Given problem:
Can you transcribe the clean_files command help, from "This command lets" to "safe and transparent."?

Document text:
This command lets you clean up your project or directory by deleting files:

  • Matching a name pattern (substring in filename)
  • With a specific extension (e.g., log, tmp)
  • Older than a chosen number of days
  • Or any combination of the above

Preview and confirmation options make clean-up safe and transparent.

Use it to remove logs, backups, temporary files, build artifacts, or any clutter!


Usage

shellman clean_files [OPTIONS]

Options

--path PATH

Directory to scan (default: current directory .)

--ext EXT

Delete files with this extension (e.g., --ext log)

--name PATTERN

Delete files whose name contains this pattern (substring)

--older-than DAYS

Delete only files older than N days

--dry-run

Preview: list files that would be deleted, but do not delete them

--confirm

Ask before deleting each file (Y/n prompt for each)

--lang-help {pl,eng}

Show this help in Polish or English

Examples

  1. Preview all .log files to be deleted in current directory
shellman clean_files --ext log --dry-run
  1. Delete .tmp files older than 30 days (with confirmation prompt)
shellman clean_files --ext tmp --older-than 30 --confirm
  1. Remove all files containing backup in their name (no confirmation)

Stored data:
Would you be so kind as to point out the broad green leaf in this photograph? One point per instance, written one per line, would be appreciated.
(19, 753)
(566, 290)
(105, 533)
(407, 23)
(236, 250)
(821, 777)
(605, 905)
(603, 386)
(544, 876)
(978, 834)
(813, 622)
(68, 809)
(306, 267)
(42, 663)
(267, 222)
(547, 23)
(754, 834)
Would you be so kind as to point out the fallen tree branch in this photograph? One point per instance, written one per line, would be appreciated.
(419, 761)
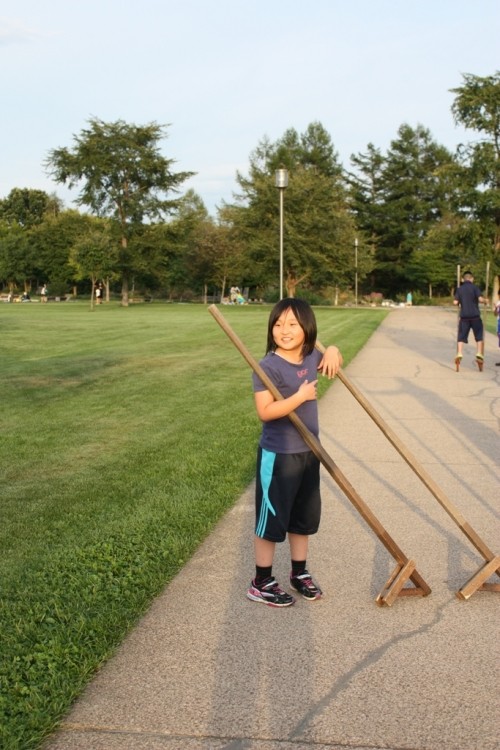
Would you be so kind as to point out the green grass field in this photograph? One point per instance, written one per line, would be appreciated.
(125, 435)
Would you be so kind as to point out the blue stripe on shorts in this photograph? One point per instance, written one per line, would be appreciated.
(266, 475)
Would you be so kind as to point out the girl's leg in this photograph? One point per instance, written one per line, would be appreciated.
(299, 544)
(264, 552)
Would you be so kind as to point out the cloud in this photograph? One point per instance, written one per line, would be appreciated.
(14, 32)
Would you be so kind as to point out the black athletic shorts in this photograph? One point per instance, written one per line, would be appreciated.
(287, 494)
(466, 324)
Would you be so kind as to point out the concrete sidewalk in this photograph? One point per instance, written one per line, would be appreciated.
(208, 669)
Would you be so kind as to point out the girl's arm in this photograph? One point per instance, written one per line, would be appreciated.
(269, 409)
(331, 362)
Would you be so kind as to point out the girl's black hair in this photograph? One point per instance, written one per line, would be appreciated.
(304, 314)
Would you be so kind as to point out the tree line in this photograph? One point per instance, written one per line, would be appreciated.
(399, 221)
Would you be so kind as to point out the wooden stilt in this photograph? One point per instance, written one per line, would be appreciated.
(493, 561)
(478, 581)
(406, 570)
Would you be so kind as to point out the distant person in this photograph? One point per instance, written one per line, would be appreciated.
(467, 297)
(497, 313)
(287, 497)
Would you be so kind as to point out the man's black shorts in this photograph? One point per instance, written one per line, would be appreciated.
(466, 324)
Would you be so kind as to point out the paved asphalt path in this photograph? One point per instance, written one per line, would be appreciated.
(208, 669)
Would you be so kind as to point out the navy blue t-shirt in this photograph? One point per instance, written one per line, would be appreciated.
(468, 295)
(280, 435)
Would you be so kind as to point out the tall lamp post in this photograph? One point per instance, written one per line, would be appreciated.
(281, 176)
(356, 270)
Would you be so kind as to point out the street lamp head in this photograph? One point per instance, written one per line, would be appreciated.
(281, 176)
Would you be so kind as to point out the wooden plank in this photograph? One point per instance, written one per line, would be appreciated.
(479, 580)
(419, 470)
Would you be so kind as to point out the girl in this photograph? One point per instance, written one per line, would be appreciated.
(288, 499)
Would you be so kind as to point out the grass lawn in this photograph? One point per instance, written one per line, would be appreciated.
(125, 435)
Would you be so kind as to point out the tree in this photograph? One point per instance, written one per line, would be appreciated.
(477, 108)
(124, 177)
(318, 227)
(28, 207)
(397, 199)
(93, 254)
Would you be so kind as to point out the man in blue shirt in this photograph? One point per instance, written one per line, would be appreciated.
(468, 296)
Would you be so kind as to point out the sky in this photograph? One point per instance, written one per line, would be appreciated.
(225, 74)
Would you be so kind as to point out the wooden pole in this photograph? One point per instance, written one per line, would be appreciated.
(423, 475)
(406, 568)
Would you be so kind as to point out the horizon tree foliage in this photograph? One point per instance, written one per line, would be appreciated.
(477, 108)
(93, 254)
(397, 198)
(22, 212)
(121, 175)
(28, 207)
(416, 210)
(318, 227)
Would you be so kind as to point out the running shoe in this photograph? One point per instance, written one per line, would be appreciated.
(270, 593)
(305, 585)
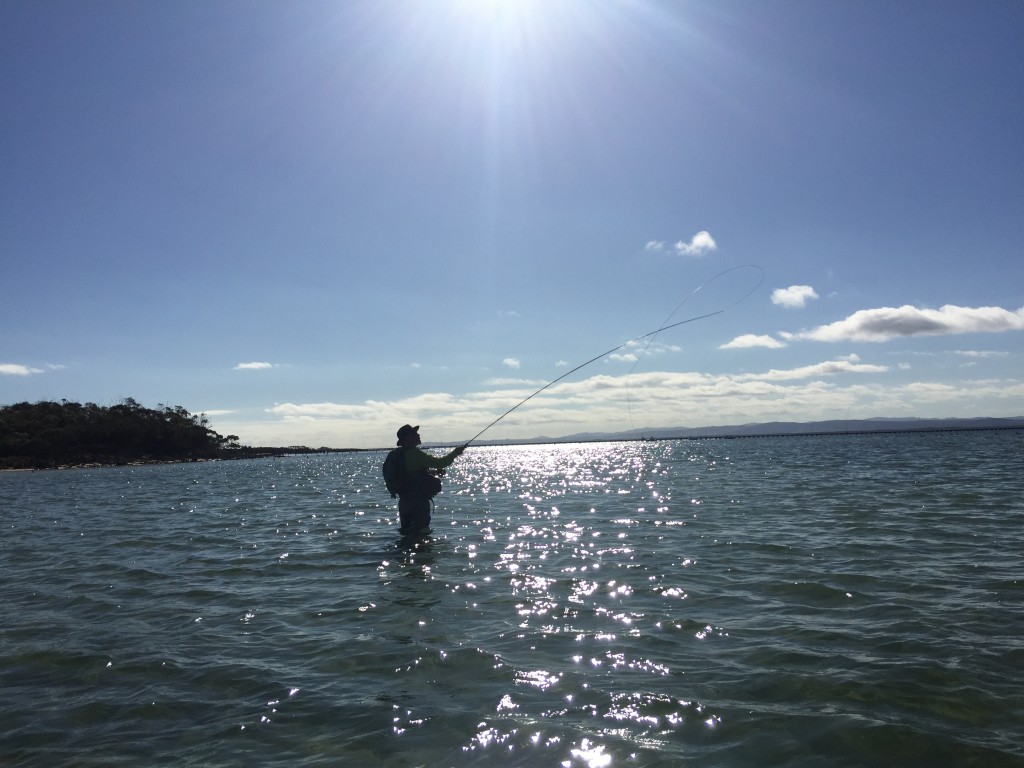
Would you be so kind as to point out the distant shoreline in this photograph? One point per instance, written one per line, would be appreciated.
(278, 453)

--

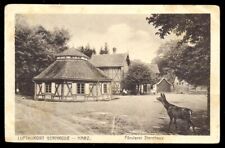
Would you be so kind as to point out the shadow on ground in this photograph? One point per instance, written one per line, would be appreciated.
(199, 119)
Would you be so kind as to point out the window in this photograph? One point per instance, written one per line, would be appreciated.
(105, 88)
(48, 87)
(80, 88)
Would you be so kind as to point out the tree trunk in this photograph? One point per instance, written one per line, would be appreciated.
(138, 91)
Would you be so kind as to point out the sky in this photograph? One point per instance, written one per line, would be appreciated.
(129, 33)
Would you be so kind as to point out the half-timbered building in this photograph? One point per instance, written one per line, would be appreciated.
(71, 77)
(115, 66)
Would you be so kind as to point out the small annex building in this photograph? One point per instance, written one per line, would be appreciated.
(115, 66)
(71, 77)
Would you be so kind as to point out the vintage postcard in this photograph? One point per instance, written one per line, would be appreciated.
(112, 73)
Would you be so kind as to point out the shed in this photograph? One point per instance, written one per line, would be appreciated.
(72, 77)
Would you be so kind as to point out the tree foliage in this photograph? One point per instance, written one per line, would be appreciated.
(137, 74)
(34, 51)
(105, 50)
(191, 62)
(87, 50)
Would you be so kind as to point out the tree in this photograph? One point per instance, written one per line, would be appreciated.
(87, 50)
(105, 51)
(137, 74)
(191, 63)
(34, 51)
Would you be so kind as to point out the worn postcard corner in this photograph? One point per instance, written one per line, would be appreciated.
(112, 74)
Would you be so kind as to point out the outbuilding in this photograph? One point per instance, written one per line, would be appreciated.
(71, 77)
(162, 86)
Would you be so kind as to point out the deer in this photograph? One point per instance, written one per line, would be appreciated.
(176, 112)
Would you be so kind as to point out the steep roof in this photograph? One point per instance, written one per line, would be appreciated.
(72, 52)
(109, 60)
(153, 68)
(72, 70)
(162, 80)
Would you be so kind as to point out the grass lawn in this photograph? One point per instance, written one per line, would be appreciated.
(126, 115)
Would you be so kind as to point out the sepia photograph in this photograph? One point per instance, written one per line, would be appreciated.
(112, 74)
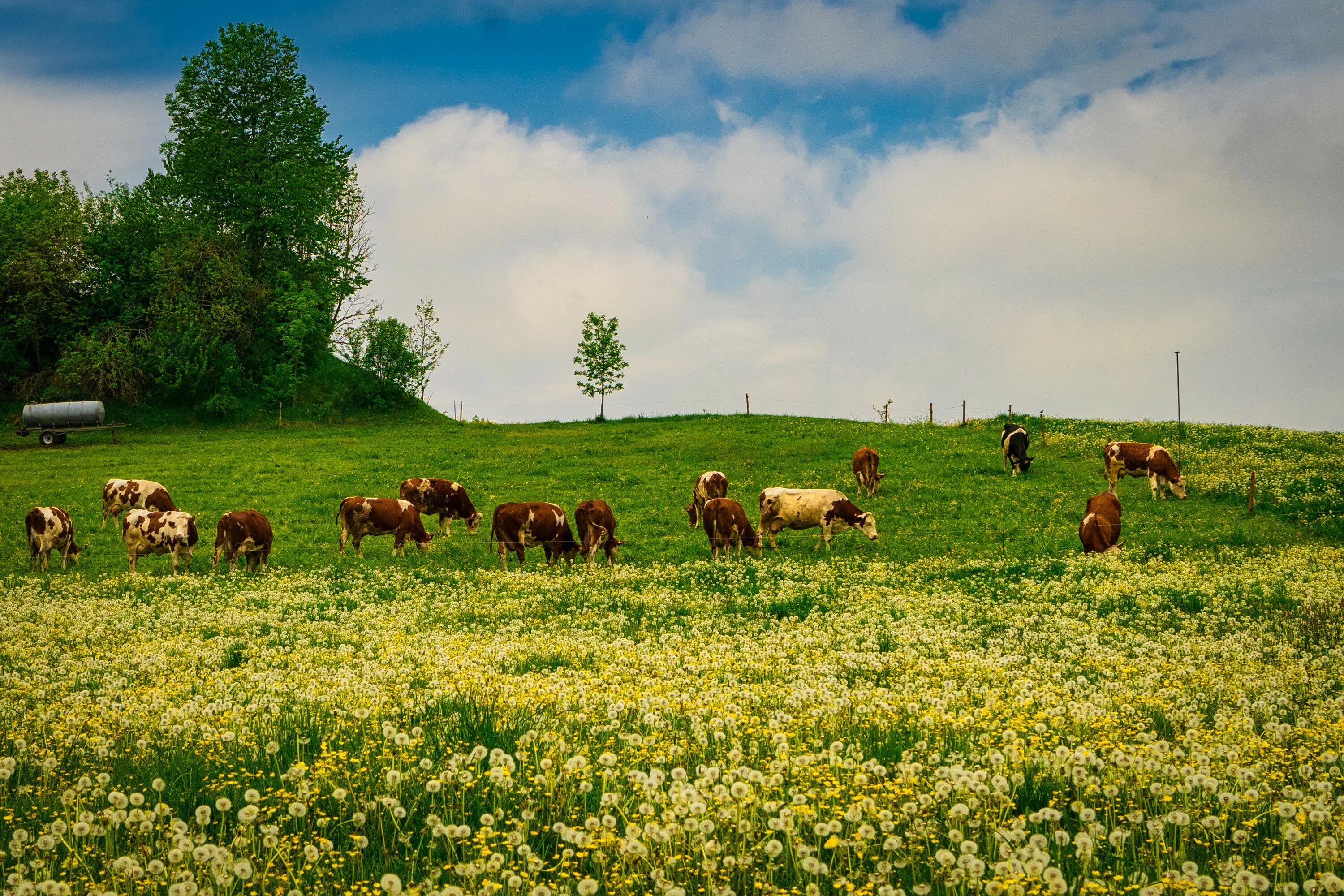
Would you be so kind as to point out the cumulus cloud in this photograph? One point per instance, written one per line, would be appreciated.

...

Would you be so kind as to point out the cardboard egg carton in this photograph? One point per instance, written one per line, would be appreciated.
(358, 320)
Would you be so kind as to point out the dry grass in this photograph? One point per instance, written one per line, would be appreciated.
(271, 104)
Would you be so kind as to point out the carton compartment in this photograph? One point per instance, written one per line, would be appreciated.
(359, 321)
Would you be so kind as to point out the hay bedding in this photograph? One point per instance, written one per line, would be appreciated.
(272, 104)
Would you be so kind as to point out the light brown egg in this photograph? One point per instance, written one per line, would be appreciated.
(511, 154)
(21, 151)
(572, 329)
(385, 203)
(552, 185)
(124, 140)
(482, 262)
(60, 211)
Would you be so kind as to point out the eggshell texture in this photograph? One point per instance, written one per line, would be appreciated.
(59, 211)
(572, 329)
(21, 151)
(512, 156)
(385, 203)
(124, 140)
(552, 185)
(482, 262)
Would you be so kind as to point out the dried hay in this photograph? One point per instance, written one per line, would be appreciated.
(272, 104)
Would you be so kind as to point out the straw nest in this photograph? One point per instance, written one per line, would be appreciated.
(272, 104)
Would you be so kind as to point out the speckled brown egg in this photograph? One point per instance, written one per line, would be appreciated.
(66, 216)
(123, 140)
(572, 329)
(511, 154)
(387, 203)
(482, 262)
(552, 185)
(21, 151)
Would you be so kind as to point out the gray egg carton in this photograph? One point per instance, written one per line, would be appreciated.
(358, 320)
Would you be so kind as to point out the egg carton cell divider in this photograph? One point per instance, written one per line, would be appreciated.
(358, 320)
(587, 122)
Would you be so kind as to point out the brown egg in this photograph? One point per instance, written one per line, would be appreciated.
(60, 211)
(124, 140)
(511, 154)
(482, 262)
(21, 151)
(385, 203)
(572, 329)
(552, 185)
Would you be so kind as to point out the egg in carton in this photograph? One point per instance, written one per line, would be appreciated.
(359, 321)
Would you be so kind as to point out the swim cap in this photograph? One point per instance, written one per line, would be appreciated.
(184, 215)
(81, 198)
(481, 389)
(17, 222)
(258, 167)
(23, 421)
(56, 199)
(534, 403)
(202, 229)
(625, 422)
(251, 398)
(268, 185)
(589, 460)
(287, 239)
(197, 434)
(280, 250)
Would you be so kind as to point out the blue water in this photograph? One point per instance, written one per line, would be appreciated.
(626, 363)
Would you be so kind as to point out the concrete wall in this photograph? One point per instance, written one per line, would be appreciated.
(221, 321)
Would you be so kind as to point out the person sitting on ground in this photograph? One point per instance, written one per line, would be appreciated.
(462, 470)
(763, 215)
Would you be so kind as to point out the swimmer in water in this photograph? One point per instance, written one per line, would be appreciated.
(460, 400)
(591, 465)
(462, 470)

Response for this exercise:
This command lets you clean up your project or directory by deleting files:

  • Matching a name pattern (substring in filename)
  • With a specific extension (e.g., log, tmp)
  • Older than a chosen number of days
  • Or any combination of the above

Preview and confirmation options make clean-up safe and transparent.